## DATASET RECORDS
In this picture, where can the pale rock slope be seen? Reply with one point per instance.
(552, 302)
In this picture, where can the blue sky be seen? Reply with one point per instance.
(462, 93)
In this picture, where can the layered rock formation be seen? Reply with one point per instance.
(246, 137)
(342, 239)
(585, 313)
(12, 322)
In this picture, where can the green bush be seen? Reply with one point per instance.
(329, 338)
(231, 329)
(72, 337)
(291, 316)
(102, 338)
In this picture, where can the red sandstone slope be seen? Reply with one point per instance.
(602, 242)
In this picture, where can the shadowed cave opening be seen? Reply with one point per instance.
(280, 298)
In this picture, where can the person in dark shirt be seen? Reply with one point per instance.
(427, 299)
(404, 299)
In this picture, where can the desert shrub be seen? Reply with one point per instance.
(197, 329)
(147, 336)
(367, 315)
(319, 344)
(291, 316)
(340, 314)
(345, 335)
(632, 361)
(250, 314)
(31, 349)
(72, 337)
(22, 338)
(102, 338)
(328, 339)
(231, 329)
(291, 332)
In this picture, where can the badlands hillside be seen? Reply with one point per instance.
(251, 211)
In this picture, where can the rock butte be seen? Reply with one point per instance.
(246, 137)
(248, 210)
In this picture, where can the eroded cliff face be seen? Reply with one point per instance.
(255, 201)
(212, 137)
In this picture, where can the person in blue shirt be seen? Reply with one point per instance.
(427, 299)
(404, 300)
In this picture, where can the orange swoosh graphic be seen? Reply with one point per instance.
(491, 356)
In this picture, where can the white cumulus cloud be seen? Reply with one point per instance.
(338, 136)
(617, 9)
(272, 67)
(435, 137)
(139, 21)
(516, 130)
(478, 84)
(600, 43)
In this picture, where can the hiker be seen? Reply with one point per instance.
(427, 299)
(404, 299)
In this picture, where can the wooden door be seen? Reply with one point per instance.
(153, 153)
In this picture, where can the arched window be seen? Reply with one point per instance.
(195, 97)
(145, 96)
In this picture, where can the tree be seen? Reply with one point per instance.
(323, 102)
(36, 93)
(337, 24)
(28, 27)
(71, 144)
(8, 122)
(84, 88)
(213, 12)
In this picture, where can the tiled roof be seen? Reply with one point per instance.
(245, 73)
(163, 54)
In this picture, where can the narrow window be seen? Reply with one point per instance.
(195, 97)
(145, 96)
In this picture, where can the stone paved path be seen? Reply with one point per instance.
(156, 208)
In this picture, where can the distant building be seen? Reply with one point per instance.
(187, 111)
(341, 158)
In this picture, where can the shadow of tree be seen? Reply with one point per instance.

## WHAT TO PRODUCE
Convert the material above into a Markdown table with the columns Row and Line. Give each line its own numbered row and leave out blank lines.

## FINAL ANSWER
| Row | Line |
|---|---|
| 1 | In this picture, where can the pale rock slope be seen? Reply with one point per instance. |
| 2 | (552, 302) |
| 3 | In this picture, where can the blue sky be seen? Reply with one point per instance. |
| 4 | (462, 93) |
| 5 | In this picture, where can the layered rock formation be seen? Reply with one point per instance. |
| 6 | (246, 137) |
| 7 | (342, 239) |
| 8 | (585, 313) |
| 9 | (12, 322) |
| 10 | In this picture, where can the green bush be seen? Reply with one point per instance. |
| 11 | (329, 338) |
| 12 | (231, 329) |
| 13 | (72, 337) |
| 14 | (291, 316) |
| 15 | (102, 338) |
| 16 | In this picture, where can the red sandstone slope be seen? Reply with one point per instance. |
| 17 | (602, 242) |
| 18 | In this picture, where can the shadowed cave opening be seen? Reply with one point per instance. |
| 19 | (280, 298) |
| 20 | In this picture, where can the person in dark shirt be seen? Reply with one point per instance. |
| 21 | (427, 299) |
| 22 | (404, 299) |
| 23 | In this picture, where can the desert shrub be seen? Reply with one point per instance. |
| 24 | (197, 329) |
| 25 | (147, 336) |
| 26 | (367, 315) |
| 27 | (319, 344) |
| 28 | (291, 316) |
| 29 | (340, 314) |
| 30 | (345, 335) |
| 31 | (632, 361) |
| 32 | (250, 314) |
| 33 | (31, 349) |
| 34 | (72, 337) |
| 35 | (22, 338) |
| 36 | (102, 338) |
| 37 | (328, 339) |
| 38 | (231, 329) |
| 39 | (291, 332) |
| 40 | In this picture, where can the badlands hillside be seen? Reply with one point per instance. |
| 41 | (251, 211) |
| 42 | In this picture, where can the rock butte be seen? Reply with one point per instance. |
| 43 | (246, 137) |
| 44 | (248, 210) |
| 45 | In this picture, where can the eroded cliff face be seen? Reply with one point per instance. |
| 46 | (255, 201) |
| 47 | (212, 137) |
| 48 | In this picture, where can the person in blue shirt be seen? Reply with one point per instance. |
| 49 | (427, 299) |
| 50 | (404, 300) |
| 51 | In this picture, where can the orange swoosh graphic be seen? Reply with one point per instance. |
| 52 | (491, 356) |
| 53 | In this picture, where can the white cumulus cloud be seen? Reply with one point per instance. |
| 54 | (338, 136) |
| 55 | (617, 9) |
| 56 | (272, 67) |
| 57 | (435, 137) |
| 58 | (139, 21) |
| 59 | (516, 130) |
| 60 | (478, 84) |
| 61 | (600, 43) |
| 62 | In this picture, where can the hiker be seen? Reply with one point per instance. |
| 63 | (427, 299) |
| 64 | (404, 299) |
| 65 | In this picture, where can the wooden door be seen? Reply with one point per instance. |
| 66 | (153, 153) |
| 67 | In this picture, where can the arched window be seen? Reply with one point per instance. |
| 68 | (195, 97) |
| 69 | (145, 96) |
| 70 | In this picture, where can the tree be seen? Reply with one point per instance. |
| 71 | (323, 102) |
| 72 | (36, 93) |
| 73 | (337, 24) |
| 74 | (28, 27) |
| 75 | (71, 144) |
| 76 | (8, 122) |
| 77 | (84, 88) |
| 78 | (213, 12) |
| 79 | In this picture, where can the tiled roof be seen? Reply with one point per instance. |
| 80 | (245, 73) |
| 81 | (163, 54) |
| 82 | In this picture, where can the narrow window be seen? Reply with one point per instance. |
| 83 | (195, 97) |
| 84 | (145, 96) |
| 85 | In this picture, where can the stone paved path be seen? Reply with one point per instance. |
| 86 | (156, 208) |
| 87 | In this picture, where can the distant building be seen? Reply with one point per instance. |
| 88 | (187, 111) |
| 89 | (341, 158) |
| 90 | In this picture, where can the shadow of tree be seen? Reply with one point per instance. |